## Directions
Can you copy the material below word for word, from the line containing "One point lands on each instance of the granite" through the line containing "(1437, 110)", with both of those lines included?
═══ Material supplied ═══
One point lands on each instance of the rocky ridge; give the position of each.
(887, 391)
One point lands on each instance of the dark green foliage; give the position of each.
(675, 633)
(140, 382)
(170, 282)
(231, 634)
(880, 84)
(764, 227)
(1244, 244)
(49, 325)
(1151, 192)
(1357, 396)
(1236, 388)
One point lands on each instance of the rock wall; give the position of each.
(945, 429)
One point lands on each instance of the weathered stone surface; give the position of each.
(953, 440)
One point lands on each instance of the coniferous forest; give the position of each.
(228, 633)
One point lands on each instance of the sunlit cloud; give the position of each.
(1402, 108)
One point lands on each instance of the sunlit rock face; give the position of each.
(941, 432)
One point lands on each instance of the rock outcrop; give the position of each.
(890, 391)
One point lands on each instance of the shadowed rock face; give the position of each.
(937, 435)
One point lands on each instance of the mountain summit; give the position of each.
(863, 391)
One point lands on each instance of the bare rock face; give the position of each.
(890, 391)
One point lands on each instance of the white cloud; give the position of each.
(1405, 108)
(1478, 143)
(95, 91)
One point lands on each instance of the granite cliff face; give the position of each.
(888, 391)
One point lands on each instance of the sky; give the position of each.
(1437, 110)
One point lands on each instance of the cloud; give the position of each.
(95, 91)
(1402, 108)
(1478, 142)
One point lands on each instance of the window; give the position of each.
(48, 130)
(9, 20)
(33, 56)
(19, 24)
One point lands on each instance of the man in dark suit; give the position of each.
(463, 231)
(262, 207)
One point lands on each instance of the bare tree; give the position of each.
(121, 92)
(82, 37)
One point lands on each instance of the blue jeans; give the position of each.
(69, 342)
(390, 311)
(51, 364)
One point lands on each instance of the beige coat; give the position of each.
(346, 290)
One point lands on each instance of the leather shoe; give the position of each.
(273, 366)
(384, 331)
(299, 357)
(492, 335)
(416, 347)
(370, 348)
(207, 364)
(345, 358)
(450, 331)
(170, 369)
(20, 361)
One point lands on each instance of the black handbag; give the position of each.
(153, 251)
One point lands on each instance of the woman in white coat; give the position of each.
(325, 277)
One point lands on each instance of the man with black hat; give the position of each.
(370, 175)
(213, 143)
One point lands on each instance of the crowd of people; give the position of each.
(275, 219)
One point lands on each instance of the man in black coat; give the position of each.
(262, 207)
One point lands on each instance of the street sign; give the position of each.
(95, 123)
═══
## Task answer
One point lands on each instance of the granite cliff face; give the position of each.
(888, 391)
One point lands on each instance of the sky; give the position of each.
(1437, 110)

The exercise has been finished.